» Task instructions: Edit the entries below so that every occurrence of "putting one point per instance" reads "placing one point for each instance", and leave everything else unchanged.

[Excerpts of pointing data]
..............................
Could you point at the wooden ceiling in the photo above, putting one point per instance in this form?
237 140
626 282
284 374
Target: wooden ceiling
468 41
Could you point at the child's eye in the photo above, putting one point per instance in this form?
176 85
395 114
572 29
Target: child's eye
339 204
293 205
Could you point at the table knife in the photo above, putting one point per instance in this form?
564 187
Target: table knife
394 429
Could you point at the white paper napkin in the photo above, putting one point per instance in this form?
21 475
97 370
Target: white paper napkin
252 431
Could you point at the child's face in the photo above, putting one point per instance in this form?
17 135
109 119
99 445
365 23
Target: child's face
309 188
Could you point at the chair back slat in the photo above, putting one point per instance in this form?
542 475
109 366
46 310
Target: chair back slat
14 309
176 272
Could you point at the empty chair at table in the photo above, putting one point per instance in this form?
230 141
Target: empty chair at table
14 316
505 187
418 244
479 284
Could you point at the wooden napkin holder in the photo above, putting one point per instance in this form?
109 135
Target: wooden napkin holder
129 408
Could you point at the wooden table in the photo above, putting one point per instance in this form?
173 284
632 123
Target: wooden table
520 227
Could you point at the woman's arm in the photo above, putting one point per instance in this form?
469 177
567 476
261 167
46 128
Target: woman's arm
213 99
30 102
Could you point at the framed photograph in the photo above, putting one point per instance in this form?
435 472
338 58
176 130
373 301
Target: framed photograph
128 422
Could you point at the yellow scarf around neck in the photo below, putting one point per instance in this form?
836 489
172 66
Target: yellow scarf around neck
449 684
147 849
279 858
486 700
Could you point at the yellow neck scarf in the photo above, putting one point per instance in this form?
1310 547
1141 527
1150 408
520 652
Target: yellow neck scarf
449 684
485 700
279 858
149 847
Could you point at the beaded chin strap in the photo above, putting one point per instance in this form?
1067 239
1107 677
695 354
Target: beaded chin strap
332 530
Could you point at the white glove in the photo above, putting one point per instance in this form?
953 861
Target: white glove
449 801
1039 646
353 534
..............................
» Task response:
Could you point at the wooden ceiling in the photo above, placing one point for each instance in this form?
237 140
626 282
284 374
Target: wooden ceiling
468 41
Could you point at the child's eye in the photo above, placing one point for each instance in this form?
176 85
395 114
572 29
Target: child's eye
339 204
293 205
Could you point at the table knife in the photo above, placing one point for each instance in this form?
564 187
Target: table knife
394 429
Could you point at the white paper napkin in the photo above, placing one point for each instance in this form?
21 475
97 370
Target: white paper napkin
252 431
Could you point at the child's face in the photo above, placing one point for each instance in this form?
17 135
109 119
99 445
365 23
Target: child's face
309 188
Could you point at the chair back slat in the photo above, placing one point for each instance in this form?
542 475
109 366
46 310
Target: chair back slat
14 309
176 272
Could you point at the empty chair at table in the photo above, placing one point for each instance in this form?
230 141
Target: empty chair at table
14 316
505 187
418 244
479 284
Could you point at the wooden napkin holder in the photo above, placing one point for each instance in this form?
109 135
Target: wooden napkin holder
129 408
Could you point at the wooden table in the photo above, placing one point for each instance in this form?
173 284
632 123
Target: wooden table
520 227
Could you point at the woman's arm in the photo above, placing one point for each instance in this form?
469 177
567 476
261 167
46 128
Target: woman's arm
213 99
30 102
Could you point at the framed photograph in the photo above, placing one point for each instance in this form?
435 472
338 58
176 130
373 301
Target: framed photograph
128 422
Could you point at the yellow scarf around neck in the photo below, placing one point for each instance in this form?
836 489
172 66
Target: yellow scarf around neck
449 684
147 849
279 858
486 700
Could you point at the yellow neck scarf in the photo above, placing one point for each instance in this form?
1310 547
1141 527
1150 408
520 652
Target: yellow neck scarf
449 684
485 700
279 858
149 847
Could you point at the beaded chin strap in the photo above, placing one point for each instance in this form?
1067 239
1107 677
695 354
Target: beaded chin strap
332 530
Could you point at the white glove in the photo above, placing one point for each instance in this form?
953 861
Target: white glove
449 801
1039 646
353 534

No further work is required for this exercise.